• [Given instruction]
Report each line in the records below that contains the string "wispy". Matching is case-sensitive.

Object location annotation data
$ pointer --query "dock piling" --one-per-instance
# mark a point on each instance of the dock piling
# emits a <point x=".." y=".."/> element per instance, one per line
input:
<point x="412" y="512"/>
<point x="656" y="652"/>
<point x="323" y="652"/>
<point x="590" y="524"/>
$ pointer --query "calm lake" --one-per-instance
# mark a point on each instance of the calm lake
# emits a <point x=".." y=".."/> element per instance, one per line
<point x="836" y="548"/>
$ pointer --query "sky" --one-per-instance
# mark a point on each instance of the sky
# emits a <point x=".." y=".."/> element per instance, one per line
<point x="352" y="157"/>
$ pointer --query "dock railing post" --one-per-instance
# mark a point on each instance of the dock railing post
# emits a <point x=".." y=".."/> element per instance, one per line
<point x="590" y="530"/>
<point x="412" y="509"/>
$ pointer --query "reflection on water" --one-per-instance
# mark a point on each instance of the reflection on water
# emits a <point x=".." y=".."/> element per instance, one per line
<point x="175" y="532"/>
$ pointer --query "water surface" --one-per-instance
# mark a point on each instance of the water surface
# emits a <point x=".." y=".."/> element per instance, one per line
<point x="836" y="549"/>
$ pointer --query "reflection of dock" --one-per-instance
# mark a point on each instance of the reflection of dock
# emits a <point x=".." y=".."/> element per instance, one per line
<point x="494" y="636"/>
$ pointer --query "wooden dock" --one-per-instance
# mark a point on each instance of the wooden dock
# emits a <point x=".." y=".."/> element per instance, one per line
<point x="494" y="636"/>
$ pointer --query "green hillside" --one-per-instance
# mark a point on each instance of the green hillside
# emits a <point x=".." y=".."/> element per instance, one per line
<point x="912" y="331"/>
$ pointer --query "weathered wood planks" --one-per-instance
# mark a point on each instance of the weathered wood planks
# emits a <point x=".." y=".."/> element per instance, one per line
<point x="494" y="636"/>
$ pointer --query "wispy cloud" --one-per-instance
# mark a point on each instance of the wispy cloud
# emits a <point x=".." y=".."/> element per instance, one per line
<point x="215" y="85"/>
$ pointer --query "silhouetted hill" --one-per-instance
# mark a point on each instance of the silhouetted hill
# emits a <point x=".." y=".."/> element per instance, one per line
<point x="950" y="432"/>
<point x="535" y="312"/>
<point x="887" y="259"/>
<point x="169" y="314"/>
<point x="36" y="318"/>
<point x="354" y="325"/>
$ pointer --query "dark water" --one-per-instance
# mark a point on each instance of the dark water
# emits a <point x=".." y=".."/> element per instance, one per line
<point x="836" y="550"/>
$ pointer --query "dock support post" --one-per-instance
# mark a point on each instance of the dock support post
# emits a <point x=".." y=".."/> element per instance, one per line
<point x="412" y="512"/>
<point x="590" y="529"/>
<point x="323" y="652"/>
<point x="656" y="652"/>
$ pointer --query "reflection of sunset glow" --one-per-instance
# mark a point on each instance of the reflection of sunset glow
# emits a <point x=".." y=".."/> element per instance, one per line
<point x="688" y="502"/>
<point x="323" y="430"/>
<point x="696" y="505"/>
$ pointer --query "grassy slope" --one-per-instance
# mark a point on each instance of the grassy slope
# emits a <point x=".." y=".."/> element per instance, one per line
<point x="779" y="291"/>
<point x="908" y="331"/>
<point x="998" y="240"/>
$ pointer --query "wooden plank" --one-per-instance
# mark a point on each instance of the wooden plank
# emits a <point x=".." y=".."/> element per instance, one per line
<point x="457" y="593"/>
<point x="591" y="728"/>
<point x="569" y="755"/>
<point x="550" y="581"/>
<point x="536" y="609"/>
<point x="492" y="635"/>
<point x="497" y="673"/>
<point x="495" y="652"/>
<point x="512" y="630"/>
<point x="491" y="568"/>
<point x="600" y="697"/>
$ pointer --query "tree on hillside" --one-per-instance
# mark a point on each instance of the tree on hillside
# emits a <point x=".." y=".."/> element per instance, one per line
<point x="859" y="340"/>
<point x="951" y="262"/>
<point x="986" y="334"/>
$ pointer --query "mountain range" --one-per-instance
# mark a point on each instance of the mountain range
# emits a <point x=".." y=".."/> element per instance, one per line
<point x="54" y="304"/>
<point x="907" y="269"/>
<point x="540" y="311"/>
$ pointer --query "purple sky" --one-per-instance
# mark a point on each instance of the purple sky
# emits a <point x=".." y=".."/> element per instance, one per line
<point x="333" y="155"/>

• [Worked solution]
$ pointer --query "wispy cloud" --one-per-instance
# mark a point on each instance of the wispy cloud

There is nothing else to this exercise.